Raw records
· · · · · · ·
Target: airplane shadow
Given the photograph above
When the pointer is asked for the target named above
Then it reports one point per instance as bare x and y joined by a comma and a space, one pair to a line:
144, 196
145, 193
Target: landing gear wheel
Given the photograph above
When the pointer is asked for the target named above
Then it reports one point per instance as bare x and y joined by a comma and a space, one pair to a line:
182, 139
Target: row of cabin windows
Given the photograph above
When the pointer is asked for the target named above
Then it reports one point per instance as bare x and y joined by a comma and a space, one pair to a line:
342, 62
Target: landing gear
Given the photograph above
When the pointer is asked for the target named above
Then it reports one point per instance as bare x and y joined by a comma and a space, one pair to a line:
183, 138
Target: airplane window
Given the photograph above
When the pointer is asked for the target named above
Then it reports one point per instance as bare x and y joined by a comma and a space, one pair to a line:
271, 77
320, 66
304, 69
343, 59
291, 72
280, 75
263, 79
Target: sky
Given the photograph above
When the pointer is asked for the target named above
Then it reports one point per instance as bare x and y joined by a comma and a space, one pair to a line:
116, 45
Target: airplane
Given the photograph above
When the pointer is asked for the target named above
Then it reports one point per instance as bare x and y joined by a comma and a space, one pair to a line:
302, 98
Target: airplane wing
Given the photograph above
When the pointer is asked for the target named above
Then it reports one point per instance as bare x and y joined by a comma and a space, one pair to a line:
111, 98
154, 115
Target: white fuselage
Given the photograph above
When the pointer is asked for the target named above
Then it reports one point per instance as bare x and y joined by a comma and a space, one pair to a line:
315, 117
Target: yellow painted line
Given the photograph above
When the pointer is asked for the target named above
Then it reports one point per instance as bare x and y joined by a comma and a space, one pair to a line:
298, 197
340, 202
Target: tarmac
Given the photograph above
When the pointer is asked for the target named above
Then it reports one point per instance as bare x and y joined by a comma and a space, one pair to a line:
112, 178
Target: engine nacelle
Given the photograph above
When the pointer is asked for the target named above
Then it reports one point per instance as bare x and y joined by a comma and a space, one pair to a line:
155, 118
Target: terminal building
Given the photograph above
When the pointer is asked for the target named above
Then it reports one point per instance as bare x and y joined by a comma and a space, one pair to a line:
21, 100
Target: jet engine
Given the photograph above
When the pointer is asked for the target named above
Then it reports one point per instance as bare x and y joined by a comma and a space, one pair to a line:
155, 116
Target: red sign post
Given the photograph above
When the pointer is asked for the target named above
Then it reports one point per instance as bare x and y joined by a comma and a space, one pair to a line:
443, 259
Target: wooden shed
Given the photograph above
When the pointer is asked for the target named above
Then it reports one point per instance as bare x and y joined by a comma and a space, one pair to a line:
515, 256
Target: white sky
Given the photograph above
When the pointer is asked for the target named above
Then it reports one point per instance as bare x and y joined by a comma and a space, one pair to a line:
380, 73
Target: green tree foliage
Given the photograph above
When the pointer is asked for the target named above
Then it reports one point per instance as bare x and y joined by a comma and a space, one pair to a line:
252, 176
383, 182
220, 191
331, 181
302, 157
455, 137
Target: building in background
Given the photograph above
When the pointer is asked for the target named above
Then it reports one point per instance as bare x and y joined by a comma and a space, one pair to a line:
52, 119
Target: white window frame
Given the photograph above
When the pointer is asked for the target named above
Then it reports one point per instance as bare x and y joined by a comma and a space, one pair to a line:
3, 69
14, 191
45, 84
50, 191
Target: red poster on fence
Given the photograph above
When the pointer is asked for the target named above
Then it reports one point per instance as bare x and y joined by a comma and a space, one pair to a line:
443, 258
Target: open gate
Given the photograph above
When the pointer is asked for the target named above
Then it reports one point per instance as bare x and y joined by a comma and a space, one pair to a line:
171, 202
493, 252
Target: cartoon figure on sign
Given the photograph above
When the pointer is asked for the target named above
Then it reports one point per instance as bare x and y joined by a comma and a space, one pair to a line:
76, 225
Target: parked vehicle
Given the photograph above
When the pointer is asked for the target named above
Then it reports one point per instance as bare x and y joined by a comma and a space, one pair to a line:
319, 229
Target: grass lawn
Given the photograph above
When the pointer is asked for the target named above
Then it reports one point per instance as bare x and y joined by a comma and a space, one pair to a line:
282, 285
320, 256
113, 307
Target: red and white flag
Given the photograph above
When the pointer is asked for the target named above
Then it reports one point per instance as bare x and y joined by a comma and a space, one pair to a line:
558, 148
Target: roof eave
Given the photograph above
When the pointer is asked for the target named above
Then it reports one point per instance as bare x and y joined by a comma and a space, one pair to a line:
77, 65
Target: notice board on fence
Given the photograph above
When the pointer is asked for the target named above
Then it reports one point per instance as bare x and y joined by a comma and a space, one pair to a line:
· · · · · · ·
Write out all the records above again, exactly as they stand.

Target: airplane shadow
Given the photograph above
When the pointer is asked for the target named above
Then it reports one point per instance as bare x and y joined by a comma and a space, one pair to a line:
144, 196
145, 193
Target: landing gear wheel
Given the photograph above
When the pointer is asked for the target named above
Then it reports one point per instance as bare x and y joined by a comma and a space, one pair to a line:
182, 139
Target: row of cabin windows
Given the photograph above
When the pointer is asked for the target named above
Then it reports one point per instance as bare x and y joined by a comma and a space, one pair to a line:
342, 62
Target: landing gear
Given the photograph above
When the pointer is asked for the target named above
Then it reports one point per instance as bare x and y joined by a comma and a space, one pair to a line:
183, 138
Target: airplane window
Given the photograph above
When the pointer is asked for the target named above
Then it reports one point per instance as bare x and y joined by a comma and a space, one pair to a line:
271, 77
320, 66
304, 69
343, 59
291, 72
280, 75
263, 79
Target: sky
Given the photograph above
When the pointer is asked for the target named above
Then it reports one point per instance as bare x and y joined by a comma and a space, one pair to a line:
116, 45
Target: airplane
Given the photograph above
When the pointer is asked for the target named above
Then it reports one point per instance as bare x and y joined by a comma and a space, one pair to a line:
302, 98
Target: airplane wing
Given the photograph above
When the pointer is asked for the target named above
Then it reports one point per instance as bare x and y joined by a comma and a space, one pair to a line:
111, 98
154, 115
Target: white fuselage
Given the photograph above
When the pointer is asked for the target named above
Then it reports one point per instance as bare x and y joined by a comma and a space, one pair to a line:
315, 117
Target: yellow painted line
Given the photograph above
When the pointer is asked for the target named above
Then it reports one point per instance as bare x and y joined by a comma and a space, one pair to a line:
298, 197
340, 202
Target: tarmac
Given the photograph above
When the pointer is asked for the target named above
Then it reports one point per instance as bare x and y joined by a comma and a space, one pair to a line:
112, 178
Target: engine nacelle
Given the photograph above
When the pointer is asked for the target named above
Then it reports one point per instance as bare x and y joined by a comma and a space, one pair to a line:
155, 118
Target: terminal building
Given the photograph above
When the pointer is asked for the target named above
Then it reports one point per instance as bare x and y joined by a comma and a space, one pair to a line:
21, 100
Target: jet engine
Given the photograph above
When the pointer is asked for the target named above
Then it reports one point per instance as bare x and y joined by a comma and a space, one pair to a line:
155, 116
Target: red sign post
Given the photograph above
When the pointer is asked for the target named above
Then it reports one point per instance as bare x and y joined by a comma and a space, one pair to a line:
443, 259
Target: wooden shed
Given the photograph above
When the pointer is asked for the target named above
Then it reports one point per instance as bare x and y joined by a comma and a space, one pair to a line:
515, 256
Target: white sky
Given the photograph above
When the pointer is asked for the target named above
Then it reports one point per instance as bare x and y joined by a comma and a space, one pair to a line:
380, 73
Target: green tree foliage
Given the photograph above
When the pointer is asked for the target named above
Then it reports one point per instance as bare x and y joined by a comma and a space, one pair to a line:
252, 176
383, 182
220, 191
331, 181
302, 157
455, 137
Target: building in background
Given the photograph above
When the pointer is asked for the target named above
Then it reports one point per instance as bare x and y joined by a comma and a space, one pair to a line:
52, 119
Target: white window frame
Given the photograph above
When the pointer is asked for the target named above
Then it reports one point per instance as bare x and y joined by a comma and a space, one pair to a line:
3, 69
14, 191
45, 84
50, 191
Target: red poster on fence
Given the photograph above
When the pointer is asked for the target named above
Then it reports one point per instance as bare x and y joined by a comma and a space, one pair to a line:
443, 258
Target: open gate
Given the photograph above
When the pointer is asked for the target named above
Then it reports one point per instance as bare x and y joined by a comma and a space, one pair to a line:
171, 202
493, 252
Target: cartoon figure on sign
Given the photograph above
When the pointer is asked for the target named above
Then it reports one point per instance as bare x and y joined by a comma and a space, one pair to a line:
76, 225
Target: parked vehicle
Given the photograph above
When the pointer is asked for the target named above
Then it reports one point per instance as bare x and y joined by a comma and a space, one pair to a line:
319, 229
Target: grass lawn
Given the photograph above
When the pointer is asked for the target named above
Then it reports one point per instance as bare x and y joined by a comma and a space, one pair to a line:
282, 285
320, 256
113, 307
Target: red and white flag
Given the photograph above
When the pointer is asked for the target named above
Then it reports one point per instance as bare x and y joined by a comma and a space, one pair to a line:
558, 148
Target: roof eave
Given the photograph above
When the pointer is asked for the target named above
Then it reports one point per instance as bare x and y joined by a comma and a space, one pair to a line:
77, 65
Target: notice board on fence
Given the photograph above
When the pointer is asked for the target named above
Then it reports one point per instance as bare x and y joined by a comma and a space, one pair to a line:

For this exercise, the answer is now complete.